Source information Block Start
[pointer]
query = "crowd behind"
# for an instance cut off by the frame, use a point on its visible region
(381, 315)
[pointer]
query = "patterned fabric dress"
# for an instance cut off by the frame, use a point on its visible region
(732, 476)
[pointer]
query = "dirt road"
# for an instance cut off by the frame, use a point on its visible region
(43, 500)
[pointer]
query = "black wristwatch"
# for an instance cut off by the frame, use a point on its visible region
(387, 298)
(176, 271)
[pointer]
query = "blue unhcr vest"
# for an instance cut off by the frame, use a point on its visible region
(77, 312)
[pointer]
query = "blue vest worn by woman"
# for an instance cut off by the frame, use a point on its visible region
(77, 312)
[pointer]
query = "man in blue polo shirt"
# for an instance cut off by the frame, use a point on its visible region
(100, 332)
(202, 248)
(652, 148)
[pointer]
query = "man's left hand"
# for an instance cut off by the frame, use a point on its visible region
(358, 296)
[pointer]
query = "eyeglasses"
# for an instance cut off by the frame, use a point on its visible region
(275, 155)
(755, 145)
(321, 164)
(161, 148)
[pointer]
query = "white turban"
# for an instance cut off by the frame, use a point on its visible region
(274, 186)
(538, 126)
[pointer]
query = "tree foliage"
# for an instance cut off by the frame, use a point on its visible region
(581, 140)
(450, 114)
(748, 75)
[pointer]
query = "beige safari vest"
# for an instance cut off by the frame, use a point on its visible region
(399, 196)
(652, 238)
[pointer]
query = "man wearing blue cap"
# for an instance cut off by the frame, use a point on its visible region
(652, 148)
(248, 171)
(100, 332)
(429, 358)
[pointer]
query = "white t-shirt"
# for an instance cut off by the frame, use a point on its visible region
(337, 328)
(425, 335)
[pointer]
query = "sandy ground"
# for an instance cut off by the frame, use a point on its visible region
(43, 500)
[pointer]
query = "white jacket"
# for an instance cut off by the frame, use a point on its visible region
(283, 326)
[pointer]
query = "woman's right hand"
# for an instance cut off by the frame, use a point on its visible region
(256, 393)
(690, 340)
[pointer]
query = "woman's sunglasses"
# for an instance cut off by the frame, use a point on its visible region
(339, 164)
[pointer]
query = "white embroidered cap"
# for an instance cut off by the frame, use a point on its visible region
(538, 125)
Source information Block End
Problem requirements | Give the data again, exactly as written.

Solution for this problem |
[pointer]
query = "crowd behind"
# for an instance cut off by the frame, use a point on its visible region
(381, 315)
[pointer]
query = "patterned fabric dress"
# for an instance cut off by the frame, use a point on its visible region
(732, 476)
[pointer]
query = "dirt road"
# for an instance cut off by the frame, use a point on its visible region
(43, 500)
[pointer]
query = "black wristwatch"
# for an instance cut off by the frame, use a point on its visible region
(387, 298)
(176, 271)
[pointer]
query = "blue unhcr vest"
# for an instance cut off by the frame, use a point on its visible region
(77, 312)
[pointer]
query = "blue vest worn by woman"
# for an instance cut off by the frame, use a point on its visible region
(77, 312)
[pointer]
query = "man in blue polo shirt"
# for an instance cut off by the frame, use a point on its visible region
(100, 332)
(202, 248)
(652, 148)
[pointer]
query = "man's left hand"
# for an instance cut off by the frame, use a point on its visible region
(358, 296)
[pointer]
query = "eyeglasses"
# for an instance cut off by the frame, use a point on its visible region
(275, 155)
(755, 145)
(321, 164)
(161, 148)
[pointer]
query = "white turban"
# for an instance cut off by the frame, use a point on its visible region
(274, 186)
(538, 126)
[pointer]
query = "tree foliage"
# for an instance cut off by the frame, use a point on its visible region
(581, 140)
(450, 114)
(748, 75)
[pointer]
query = "beige safari vest"
# for an instance cut off by the frame, use a point on its visible region
(399, 196)
(652, 238)
[pointer]
query = "man wearing blue cap"
# for an instance cut off by the frame, use a point on its visible region
(652, 148)
(248, 171)
(100, 332)
(429, 358)
[pointer]
query = "white t-shirt"
# for an instance cut off by the frame, use a point on its visible region
(337, 328)
(425, 335)
[pointer]
query = "sandy ground"
# for an instance cut off by the frame, use a point on its visible region
(43, 500)
[pointer]
query = "white jacket"
# for an instance cut off by the frame, use a point on its visible region
(283, 326)
[pointer]
query = "woman's right hand"
# for an instance cut off by the frame, use a point on its visible region
(256, 393)
(690, 340)
[pointer]
query = "woman's sunglasses"
# for an instance cut off by the frame, use a point on its visible region
(339, 164)
[pointer]
query = "white embroidered cap"
# for an instance cut off by the frame, use a point on its visible region
(538, 125)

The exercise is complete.